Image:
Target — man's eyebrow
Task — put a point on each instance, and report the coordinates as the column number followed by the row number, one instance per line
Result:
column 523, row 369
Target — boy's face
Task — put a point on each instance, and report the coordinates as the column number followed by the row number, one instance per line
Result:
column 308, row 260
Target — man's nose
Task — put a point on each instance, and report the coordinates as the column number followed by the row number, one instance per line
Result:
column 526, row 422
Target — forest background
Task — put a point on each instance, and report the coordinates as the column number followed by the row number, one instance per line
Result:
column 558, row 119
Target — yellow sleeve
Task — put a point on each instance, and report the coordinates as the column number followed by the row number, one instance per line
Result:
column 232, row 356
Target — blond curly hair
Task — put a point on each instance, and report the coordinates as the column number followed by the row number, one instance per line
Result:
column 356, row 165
══════
§ **EXERCISE BRIEF**: Quote the entire listing above verbatim, from its first line through its last.

§ **WRITTEN ANSWER**:
Image:
Target — man's eyebrow
Task — put a point on each instance, and report the coordinates as the column number followed by the row number, one instance per line
Result:
column 523, row 369
Target — boy's face
Task — put a point on each instance, and report the coordinates as the column number followed by the row number, one instance per line
Result:
column 308, row 260
Target — man's nose
Task — put a point on each instance, and report the coordinates as the column number followed by the row number, one instance per line
Result:
column 526, row 422
Target — forest background
Task — put a point on each instance, and report the coordinates as the column number followed by the row number, one instance per line
Result:
column 558, row 119
Target — yellow sleeve
Task — put a point on each instance, and report the coordinates as the column number followed by the row number, one instance per line
Result:
column 232, row 356
Target — blond curly hair
Task — put a point on each instance, and report the coordinates as the column number followed by the row number, one instance per line
Result:
column 356, row 165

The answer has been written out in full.